**Passage**:

To illustrate the difference, here's what I get if I go to the TLG and look up Iliad book 5, line 1:

Ἔνθ’ αὖ Τυδεΐδῃ Διομήδεϊ Παλλὰς Ἀθήνη

Here's what I find if I go to the standard hardcopy critical edition and look up the same line:

ἕνθ’ αὖ Τυδείδηι Διομήδεϊ Παλλὰς Ἀθήνη

E 1 [Ammon.] Diff. 170; 1a ApS 47.10, 69.8; 1b Epm. ad A 30b; 1 (Τυδ.-)-2a Max. Tyr. 8.5; ...

E 1 Διομήδεϊ sic (-εϊ) 1 16 572 982 Epm. disertim Ω

You almost certainly can't read either of these; don't worry, I can. You don't need to be able to read them to get the point of the contrast I'm drawing. Briefly, in the critical edition the second line is a list of references to and quotations of the text in later ancient authors; the third line is a list of notes on orthography and textual variations between the various surviving ancient manuscripts.)

This difference isn't a failing of the electronic medium per se, of course. It's a human failure. Just like the ordering and contextual problems that Oliebonk describes. There's nothing to stop people from producing critical editions in a digital format; there's no widely-agreed system for transferring the information you'd get in a critical edition to a digital format, but that's a matter of time. But the point is that no one's done it yet. As long as this failure in functionality, imagination, and precision is with us, it'd be daft for a researcher to try to switch over completely, because the hardcopies are where the research tools are at. And this failure is likely to hang around for a long time yet: the TLG has been going since the 1970s, but the service provider has never shown the slightest interest in trying to rectify the problems.

LordSariel

Call me old fashioned, but I enjoy original documents. I am more productive in a work space with my colleagues, in a cozy library/archive. Ideally one with copious natural light. Feeling the original paper adds a tangible affirmation of my work. And looking through the whole file, and reaching the end, helps me assure that I missed nothing.

When viewing digital files on a computer or tablet, I tend to be lazier, less enthused, and easily distracted. I also get confused when documents end suddenly or don't paint a full picture - I automatically think something happened in the digitization process and my file is not complete.

In short, a highly personal decision for me in favor of original, hard-copy sources. It is an inconvenience in terms of travel and time, but the experience is more enjoyable to me professionally. Another person mentioned, the original order of documents (and boxes/collections) further helps frame my research/conclusions.

bettinafairchild

First I suggest you check out Nicholson Baker's essay, "Discards", which is a reflection upon the digitization of card catalogues, way back in 1994. He covers a lot of the issues that have become so evident as more documents have been digitized.

I work with original documents in private collections, so I get to spend a lot of time with them. I think digitizing a document is an example of the ways people prioritize vision over all of the other senses. Digitization only covers one sense, and only one dimension. That actually does convey most of the information usually want, such as what the image or the words are. But other important information is lost that might be important at some point. Such as the depth of the letters, the quality of the paper, the feel of the paper, and such. This is particularly important if something is hard to read. Looking at different angles can help to elucidate some of the text. If there is a palimpsest, then that information is lost. If one is wondering when the text was written, the paper can provide clues. Harder to detect a forgery via digitized document. For most situations, though, digitized documents will do.

**Extracted material**:

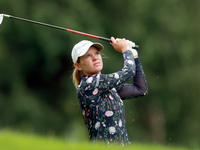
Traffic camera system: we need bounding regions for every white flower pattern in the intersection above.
[77,51,148,144]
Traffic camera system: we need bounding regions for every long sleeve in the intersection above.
[116,58,148,99]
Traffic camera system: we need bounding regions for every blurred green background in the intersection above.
[0,0,200,147]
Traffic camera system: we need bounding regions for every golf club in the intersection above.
[0,14,139,49]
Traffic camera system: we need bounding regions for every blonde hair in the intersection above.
[72,68,82,89]
[72,58,83,89]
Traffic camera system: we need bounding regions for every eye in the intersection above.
[86,54,90,58]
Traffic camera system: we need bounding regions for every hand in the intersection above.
[110,37,131,53]
[127,40,138,58]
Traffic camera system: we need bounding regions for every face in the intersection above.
[74,46,103,75]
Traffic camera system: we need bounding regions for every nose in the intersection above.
[92,55,97,61]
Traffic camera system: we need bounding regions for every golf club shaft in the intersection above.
[4,14,139,49]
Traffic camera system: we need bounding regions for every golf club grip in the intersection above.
[99,37,139,49]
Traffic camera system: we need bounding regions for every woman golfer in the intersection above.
[72,37,148,145]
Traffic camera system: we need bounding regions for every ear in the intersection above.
[74,62,82,71]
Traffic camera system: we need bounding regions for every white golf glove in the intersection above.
[127,40,138,57]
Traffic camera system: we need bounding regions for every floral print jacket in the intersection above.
[77,50,148,145]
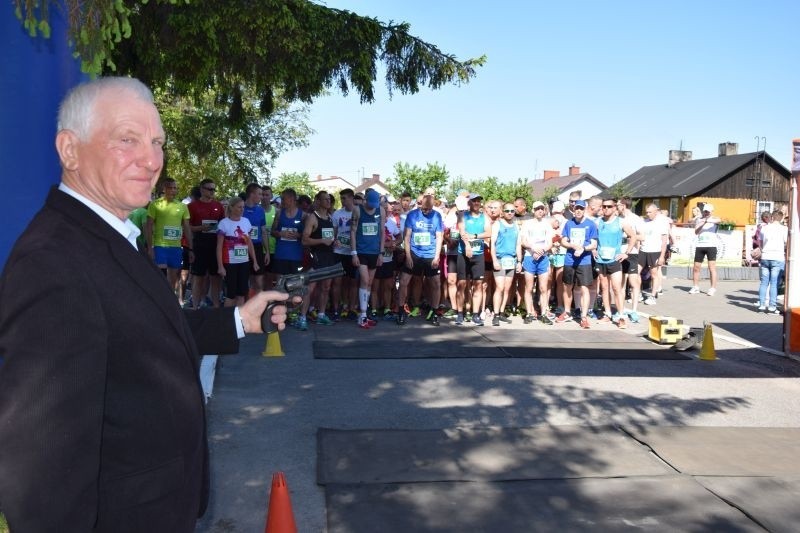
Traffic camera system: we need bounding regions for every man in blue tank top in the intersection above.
[459,193,498,326]
[595,198,636,329]
[397,190,444,326]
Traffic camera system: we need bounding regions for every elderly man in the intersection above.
[0,78,286,532]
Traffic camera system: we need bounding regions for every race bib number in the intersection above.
[281,224,297,241]
[569,228,586,247]
[201,220,219,233]
[161,226,182,241]
[597,246,617,261]
[228,244,249,263]
[411,232,431,246]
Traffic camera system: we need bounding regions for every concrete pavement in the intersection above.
[198,274,800,532]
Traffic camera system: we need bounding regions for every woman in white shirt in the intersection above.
[758,210,789,314]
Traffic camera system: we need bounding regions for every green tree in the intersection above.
[13,0,486,115]
[386,162,450,196]
[272,172,318,198]
[600,181,633,202]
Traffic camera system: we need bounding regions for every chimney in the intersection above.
[719,142,739,157]
[667,150,692,167]
[542,170,559,181]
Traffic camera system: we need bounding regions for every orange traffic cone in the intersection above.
[264,472,297,533]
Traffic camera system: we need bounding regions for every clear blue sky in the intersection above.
[275,0,800,184]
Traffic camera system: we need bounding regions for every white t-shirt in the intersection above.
[331,207,353,255]
[520,218,555,255]
[639,215,669,254]
[695,222,718,248]
[761,222,789,261]
[620,211,644,254]
[217,217,253,265]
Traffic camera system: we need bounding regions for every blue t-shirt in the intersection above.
[403,209,444,259]
[561,218,597,266]
[494,221,519,259]
[597,217,622,265]
[356,205,383,255]
[244,203,267,244]
[275,208,303,261]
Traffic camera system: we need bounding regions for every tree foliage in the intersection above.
[271,172,318,198]
[386,162,450,197]
[155,85,311,197]
[14,0,485,115]
[446,176,533,206]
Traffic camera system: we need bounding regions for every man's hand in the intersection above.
[239,291,296,333]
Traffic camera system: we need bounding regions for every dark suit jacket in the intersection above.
[0,189,238,533]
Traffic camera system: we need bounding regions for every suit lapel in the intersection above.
[47,188,192,353]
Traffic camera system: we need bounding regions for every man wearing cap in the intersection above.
[458,193,490,326]
[350,189,386,329]
[397,189,444,326]
[517,202,555,325]
[556,200,597,329]
[689,203,720,296]
[548,200,567,315]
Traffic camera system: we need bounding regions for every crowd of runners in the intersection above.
[131,179,688,330]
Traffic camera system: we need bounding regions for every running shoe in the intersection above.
[317,315,333,326]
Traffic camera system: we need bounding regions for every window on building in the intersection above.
[756,202,775,216]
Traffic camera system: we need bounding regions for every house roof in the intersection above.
[619,152,789,198]
[528,172,608,198]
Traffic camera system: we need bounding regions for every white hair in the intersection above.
[57,76,153,141]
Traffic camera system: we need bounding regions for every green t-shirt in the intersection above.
[147,198,189,248]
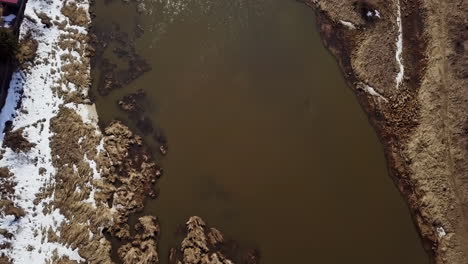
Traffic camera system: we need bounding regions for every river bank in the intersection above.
[0,0,165,263]
[0,0,468,264]
[305,0,468,263]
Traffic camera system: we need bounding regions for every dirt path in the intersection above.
[308,0,468,264]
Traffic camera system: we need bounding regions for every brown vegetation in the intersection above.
[308,0,468,264]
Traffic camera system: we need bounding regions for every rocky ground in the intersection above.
[304,0,468,264]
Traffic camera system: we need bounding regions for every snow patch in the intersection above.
[340,20,356,29]
[436,226,447,238]
[2,14,16,28]
[395,0,405,89]
[361,84,388,103]
[0,0,98,264]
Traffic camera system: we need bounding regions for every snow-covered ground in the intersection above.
[0,0,99,264]
[395,0,405,88]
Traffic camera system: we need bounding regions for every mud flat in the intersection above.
[306,0,468,264]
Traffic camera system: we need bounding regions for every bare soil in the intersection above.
[306,0,468,264]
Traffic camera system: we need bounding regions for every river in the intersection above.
[88,0,428,264]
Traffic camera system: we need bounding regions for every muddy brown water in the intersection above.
[93,0,428,264]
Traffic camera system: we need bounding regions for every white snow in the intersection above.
[362,84,388,103]
[2,14,16,28]
[436,226,447,238]
[0,0,102,264]
[395,0,405,89]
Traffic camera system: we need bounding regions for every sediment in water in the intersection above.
[305,0,468,264]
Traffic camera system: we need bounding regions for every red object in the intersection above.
[0,0,18,5]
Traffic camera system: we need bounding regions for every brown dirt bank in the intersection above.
[305,0,468,264]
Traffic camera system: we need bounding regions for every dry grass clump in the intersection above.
[61,2,90,26]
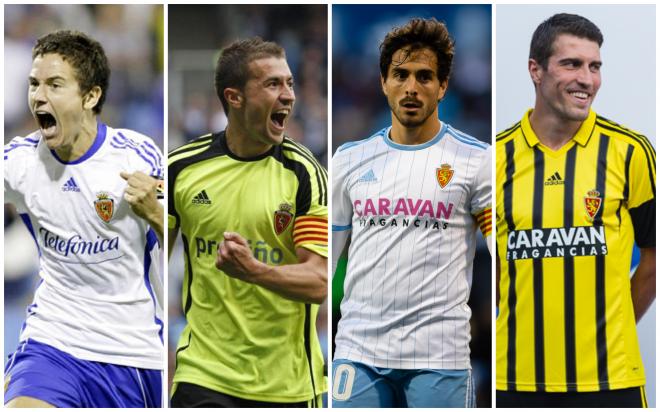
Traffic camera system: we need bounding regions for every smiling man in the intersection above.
[496,14,655,408]
[4,31,164,408]
[168,38,328,408]
[332,19,491,408]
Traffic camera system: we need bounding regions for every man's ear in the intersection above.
[223,87,245,109]
[83,86,103,110]
[527,59,543,86]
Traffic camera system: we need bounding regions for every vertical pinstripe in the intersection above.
[532,147,545,391]
[564,145,578,392]
[594,134,610,390]
[503,140,516,391]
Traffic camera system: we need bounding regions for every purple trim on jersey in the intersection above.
[20,213,41,257]
[4,137,39,160]
[50,122,107,165]
[113,132,163,169]
[144,228,165,343]
[110,133,158,174]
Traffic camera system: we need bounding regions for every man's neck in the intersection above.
[225,121,273,159]
[55,115,97,162]
[529,109,582,150]
[390,115,440,145]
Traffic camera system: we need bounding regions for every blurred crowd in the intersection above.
[3,4,164,359]
[168,5,328,396]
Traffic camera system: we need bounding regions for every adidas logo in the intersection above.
[62,177,80,192]
[193,190,211,205]
[544,172,564,186]
[357,169,378,183]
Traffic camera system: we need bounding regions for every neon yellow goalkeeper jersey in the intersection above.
[168,132,328,402]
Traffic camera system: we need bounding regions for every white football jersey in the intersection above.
[332,123,491,369]
[5,123,164,369]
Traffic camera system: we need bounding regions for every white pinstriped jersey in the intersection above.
[4,123,164,369]
[332,123,491,369]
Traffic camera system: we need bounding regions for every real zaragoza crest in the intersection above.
[275,203,293,235]
[94,192,115,223]
[584,189,603,222]
[435,163,454,189]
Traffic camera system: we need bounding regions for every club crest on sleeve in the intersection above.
[435,163,454,189]
[584,189,603,222]
[275,203,293,235]
[94,192,115,223]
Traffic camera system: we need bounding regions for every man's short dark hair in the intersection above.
[529,13,603,70]
[380,18,454,83]
[32,30,110,114]
[215,37,285,114]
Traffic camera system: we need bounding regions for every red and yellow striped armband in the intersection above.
[475,207,493,237]
[293,216,328,248]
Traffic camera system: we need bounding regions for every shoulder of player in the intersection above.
[282,137,323,169]
[446,125,490,152]
[335,127,388,157]
[5,131,41,161]
[596,115,655,153]
[107,127,160,155]
[495,122,522,145]
[106,127,163,174]
[167,133,215,167]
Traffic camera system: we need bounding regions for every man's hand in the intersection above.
[215,232,267,283]
[119,172,164,244]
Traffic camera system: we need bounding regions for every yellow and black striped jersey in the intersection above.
[168,132,328,402]
[496,111,655,392]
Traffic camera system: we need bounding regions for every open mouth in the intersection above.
[270,111,289,129]
[36,112,57,132]
[401,100,422,110]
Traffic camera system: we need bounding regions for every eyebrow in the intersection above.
[559,57,603,66]
[28,76,66,82]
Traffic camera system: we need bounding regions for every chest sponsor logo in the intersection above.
[584,190,603,222]
[274,203,293,235]
[435,163,454,189]
[94,192,115,223]
[506,226,607,260]
[353,198,454,229]
[39,227,119,257]
[191,237,284,265]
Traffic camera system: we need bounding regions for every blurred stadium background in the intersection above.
[168,5,328,404]
[332,5,493,407]
[3,4,164,374]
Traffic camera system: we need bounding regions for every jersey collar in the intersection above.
[50,122,107,165]
[520,109,596,147]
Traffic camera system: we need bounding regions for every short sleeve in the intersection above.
[4,136,34,213]
[293,150,328,257]
[628,138,655,248]
[470,146,493,237]
[332,148,353,232]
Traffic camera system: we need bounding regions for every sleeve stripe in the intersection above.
[293,222,328,230]
[296,216,328,226]
[293,230,328,239]
[294,236,328,246]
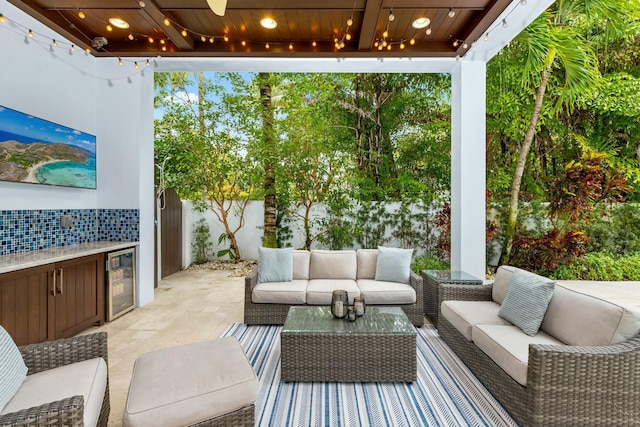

**Your tasks**:
a: Rewrite the paragraph of the forum thread that begins "This difference isn't a failing" as a short bulleted list that keeps its main facts.
b: Answer these questions from the forum thread:
(i) Since when has the TLG been going?
(ii) In what year did Nicholson Baker's essay "Discards" reflect on the digitization of card catalogues?
(iii) According to LordSariel, what does looking through the whole file and reaching the end help assure?
c: Return the part of the forum thread from "You almost certainly" to "surviving ancient manuscripts.)", copied word for word.

**Solutions by task**:
a:
- The difference is a human failure, not a failing of the electronic medium itself, like the ordering and contextual problems Oliebonk describes.
- Nothing prevents critical editions from being produced digitally. There is no widely agreed system yet for transferring their information to a digital format, but that is a matter of time.
- No one has done it yet.
- While this failure persists, researchers should not switch over completely, because the research tools are in the hardcopies.
- The failure will likely last a long time: the TLG has existed since the 1970s, and its service provider has never shown interest in fixing the problems.

b:
(i) Since the 1970s.
(ii) In 1994.
(iii) That nothing was missed.

c:
You almost certainly can't read either of these; don't worry, I can. You don't need to be able to read them to get the point of the contrast I'm drawing. Briefly, in the critical edition the second line is a list of references to and quotations of the text in later ancient authors; the third line is a list of notes on orthography and textual variations between the various surviving ancient manuscripts.)